• [Quoted passage]
------------------------------

Saturday, September 19, 2009

A BREIF OVERVIEW OF THE INVASION OF IRAQ


It has been argued that because Iraq has already been invaded there is little reason for discussing the reasoning behind that invasion. This is a convenient position for many who supported the war, but it fails to understand that any discussion about the invasion of Iraq is only nominally a discussion about the invasion of Iraq. It is a trial of the mindset and ideology that led to the invasion. And as long as that mindset persists, as long as the risk of the disaster of Iraq being visited on another people exists, we can never move on.

The invasion of Iraq was undertaken because Saddam Hussein's weapons of mass destruction posed an imminent danger to the U.S, ostensibly. When that rationale fell apart the motivations for the war switched to one of spreading democracy and promoting human rights. The efficiency of that switch was as effective and complete as the switch of official state enemies in the book 1984. The invasion of Iraq was about democracy, it had always been about democracy. In the few mentions of the archaic pretext made following the switch it was only to say the war was the result of a failure of intelligence, though the architects of it continued to suggest they made the right decision even in light of the revelation that Saddam Hussein had no weapons of mass destruction.

Every invasion and imperialist enterprise, with the possible exception of the Belgian looting of the Congo, has been accompanied by noble rhetoric. The typical practice of judging leaders by their actions while ignoring their rhetoric is often inverted when looking at one's own nation. However, rhetoric can never justify a war. Saddam Hussein had equally impressive rhetoric when he invaded Kuwait.

------------------------------

• [Data shown]
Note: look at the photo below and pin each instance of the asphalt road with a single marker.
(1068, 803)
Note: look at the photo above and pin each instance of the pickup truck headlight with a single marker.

------------------------------

• [What you will do]
A - In the post on the invasion of Iraq, what did the stated motivation for the war switch to once the weapons-of-mass-destruction rationale fell apart?
B - Write the next part of the post on the invasion of Iraq, starting after its final sentence.

• [Task-by-task outputs]
A - Spreading democracy and promoting human rights.

B -
As for the stated motivations, easiest to dispel is the claim of WMD. After it was confirmed that no such weapons existed senior policy makers, including the President, answered in the affirmative when asked if they would have invaded in light of this knowledge. Ignoring the issues raised by the Downing Street Memo, this is an implicit admission that the primary case for war made to the public was not what motivated policy makers. The sheer number of pretexts, changed to meet political demands, is in itself enough to cast serious doubt on the official explanation.

Moving on to the next major claim, the claim of spreading democracy and human rights, of planting a democratic seed in the Middle East. This claim can be easily tested with a single question: are the words of the idealistic crusaders seeking a new future for the Middle East consistent with their actions. The answer is decidedly no.

The group of policy makers waging war on Iraq simultaneously maintained close relationships with equally repressive regimes that served their perceived interests, such as Saudi Arabia, and simultaneously undermined democracy in countries where it would harm their perceived interests, such as Haiti and Venezuela. The case of Iraq before the invasion is sufficient evidence to discard any pretense the neocons had for concerns about democracy and human rights.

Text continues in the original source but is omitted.